_Zur Aufgabe_
Entnimm dem Beitrag über geistliche Innovation eine Passage ohne jede Änderung. Setze bei den Worten mit „Geistliche Innovation“ ein und höre nach „Erfolg haben soll.“ auf.

Geistliche Innovation
Ein Beitrag von Pater Damian Meyer
Das Wort "Innovation" ist zu einem beliebten Schlagwort im Munde von Politikern geworden. Es bedeutet Erneuerung, Neuerung (durch Anwendung neuer Verfahren und Techniken). Dabei wissen sie meistens nicht genau, wie die Erneuerung konkret aussehen soll. Eines aber scheint klar zu sein: Die Erneuerung muss in den Köpfen, in einem neuen Denken beginnen, wenn sie auf Dauer Erfolg haben soll.

_Angezeigte Daten_
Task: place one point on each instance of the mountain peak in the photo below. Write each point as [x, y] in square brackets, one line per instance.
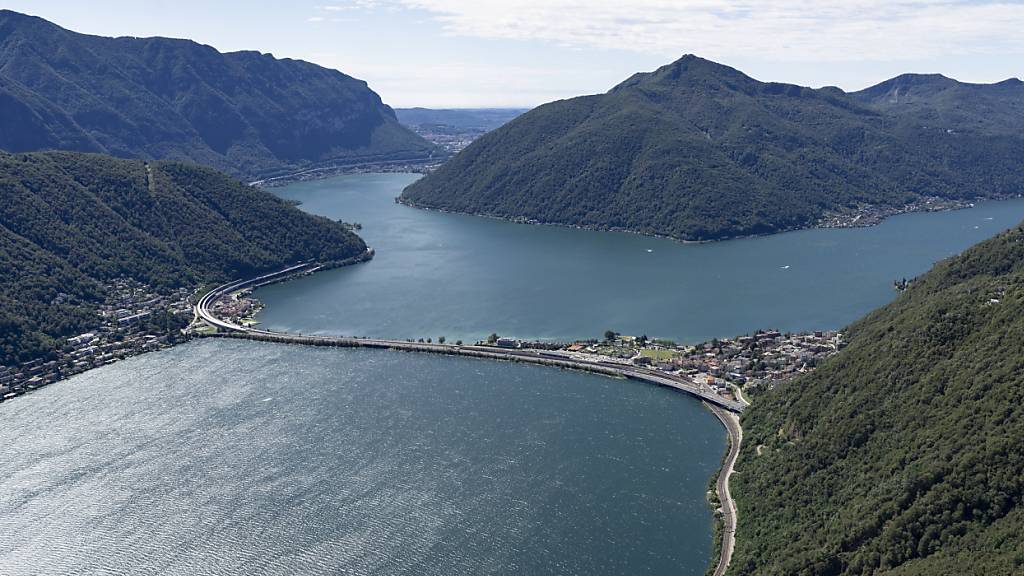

_Die Lösung_
Geistliche Innovation
Ein Beitrag von Pater Damian Meyer
Das Wort "Innovation" ist zu einem beliebten Schlagwort im Munde von Politikern geworden. Es bedeutet Erneuerung, Neuerung (durch Anwendung neuer Verfahren und Techniken). Dabei wissen sie meistens nicht genau, wie die Erneuerung konkret aussehen soll. Eines aber scheint klar zu sein: Die Erneuerung muss in den Köpfen, in einem neuen Denken beginnen, wenn sie auf Dauer Erfolg haben soll.